- [SOBRE ESTE EJERCICIO]: Copia completo el texto sobre el asalto de los gallos, sin cambiar nada.

Concurso Mr. Regio con traje de baño sexy. Pilar Clemente, 1975
Concurso Mr. Regio con traje de baño sexy. Pilar Clemente, 1975

El asalto de los gallos

Mi segundo encargo fue escribir y dibujar una de las fantasías más apreciadas del colegio. El llamado “asalto de los gallos”. La mayoría de los planteles femeninos realizaba alianzas con algún equivalente de varones para actividades conjuntas. Una de ellas era la sorpresa o el carnaval, que sucedía una vez al año. Esta consistía en que un grupo organizado de estudiantes tomaba por asalto el colegio de mujeres y secuestraba a algunas alumnas. El objetivo era invitarlas a un refresco o a caminar por el parque Forestal. Circulaban “leyendas urbanas” sobre estos asaltos, inocente emulación del mítico rapto romano de las sabinas. Algunas colegialas contaban que  “los gallos” habían llegado en bicicleta, motoneta, caballos, carretones, con máscaras, con bombas de agua y un largo “etcétera”, que la imaginación iba agrandando en detalles y colores. En el caso del Compañía de María, los aliados casi siempre eran los del Luis Campino (que entonces estaba en la Casa Central de la UC), el Instituto Nacional y el Liceo Patrocinio San José. Obviamente, las “cabras chicas” no corrían en esta aventura, reservada solo para quienes cursaban el tercero o cuarto medio. Inventé un asalto donde las cautivas eran Patricia y Angélica, las que eran capturadas desde el laboratorio de Ciencias Naturales y llevadas a compartir un café helado en el “Coppelia”, pastelería mencionada por Enrique Lafourcade en su novela “Palomita Blanca”, recién lanzada en aquello años.

- [MATERIAL PROPORCIONADO]:
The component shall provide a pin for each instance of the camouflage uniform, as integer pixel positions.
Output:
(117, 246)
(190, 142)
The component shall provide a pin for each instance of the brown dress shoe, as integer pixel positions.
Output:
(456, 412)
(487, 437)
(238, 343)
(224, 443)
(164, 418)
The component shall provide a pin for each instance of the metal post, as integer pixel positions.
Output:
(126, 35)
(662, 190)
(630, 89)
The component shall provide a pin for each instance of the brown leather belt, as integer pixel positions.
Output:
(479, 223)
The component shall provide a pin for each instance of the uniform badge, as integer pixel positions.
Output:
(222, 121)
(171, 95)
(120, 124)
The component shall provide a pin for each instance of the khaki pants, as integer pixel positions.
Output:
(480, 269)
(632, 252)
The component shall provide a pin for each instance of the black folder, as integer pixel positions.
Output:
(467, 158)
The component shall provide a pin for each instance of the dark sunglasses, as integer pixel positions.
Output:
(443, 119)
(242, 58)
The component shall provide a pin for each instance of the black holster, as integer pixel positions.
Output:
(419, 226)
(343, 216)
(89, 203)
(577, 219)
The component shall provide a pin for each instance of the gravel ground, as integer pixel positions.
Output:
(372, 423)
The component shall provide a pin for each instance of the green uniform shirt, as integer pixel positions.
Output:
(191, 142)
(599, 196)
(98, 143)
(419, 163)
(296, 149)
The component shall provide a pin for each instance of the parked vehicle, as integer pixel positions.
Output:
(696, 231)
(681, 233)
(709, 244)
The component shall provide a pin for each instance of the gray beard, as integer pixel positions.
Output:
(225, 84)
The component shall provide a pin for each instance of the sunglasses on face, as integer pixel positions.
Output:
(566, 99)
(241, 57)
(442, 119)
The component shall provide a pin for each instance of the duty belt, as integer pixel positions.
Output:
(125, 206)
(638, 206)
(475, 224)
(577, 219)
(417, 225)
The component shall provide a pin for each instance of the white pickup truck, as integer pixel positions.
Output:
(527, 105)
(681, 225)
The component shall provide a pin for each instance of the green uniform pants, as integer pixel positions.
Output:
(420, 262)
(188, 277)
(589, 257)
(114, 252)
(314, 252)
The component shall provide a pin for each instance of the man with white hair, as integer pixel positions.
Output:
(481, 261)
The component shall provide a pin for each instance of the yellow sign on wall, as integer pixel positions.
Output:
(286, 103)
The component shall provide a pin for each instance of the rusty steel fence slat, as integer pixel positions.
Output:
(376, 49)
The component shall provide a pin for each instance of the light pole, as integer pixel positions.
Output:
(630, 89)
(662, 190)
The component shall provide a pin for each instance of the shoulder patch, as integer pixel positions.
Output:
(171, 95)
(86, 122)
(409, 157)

- [SOLUCIÓN DEL PROBLEMA]:
Concurso Mr. Regio con traje de baño sexy. Pilar Clemente, 1975
Concurso Mr. Regio con traje de baño sexy. Pilar Clemente, 1975

El asalto de los gallos

Mi segundo encargo fue escribir y dibujar una de las fantasías más apreciadas del colegio. El llamado “asalto de los gallos”. La mayoría de los planteles femeninos realizaba alianzas con algún equivalente de varones para actividades conjuntas. Una de ellas era la sorpresa o el carnaval, que sucedía una vez al año. Esta consistía en que un grupo organizado de estudiantes tomaba por asalto el colegio de mujeres y secuestraba a algunas alumnas. El objetivo era invitarlas a un refresco o a caminar por el parque Forestal. Circulaban “leyendas urbanas” sobre estos asaltos, inocente emulación del mítico rapto romano de las sabinas. Algunas colegialas contaban que  “los gallos” habían llegado en bicicleta, motoneta, caballos, carretones, con máscaras, con bombas de agua y un largo “etcétera”, que la imaginación iba agrandando en detalles y colores. En el caso del Compañía de María, los aliados casi siempre eran los del Luis Campino (que entonces estaba en la Casa Central de la UC), el Instituto Nacional y el Liceo Patrocinio San José. Obviamente, las “cabras chicas” no corrían en esta aventura, reservada solo para quienes cursaban el tercero o cuarto medio. Inventé un asalto donde las cautivas eran Patricia y Angélica, las que eran capturadas desde el laboratorio de Ciencias Naturales y llevadas a compartir un café helado en el “Coppelia”, pastelería mencionada por Enrique Lafourcade en su novela “Palomita Blanca”, recién lanzada en aquello años.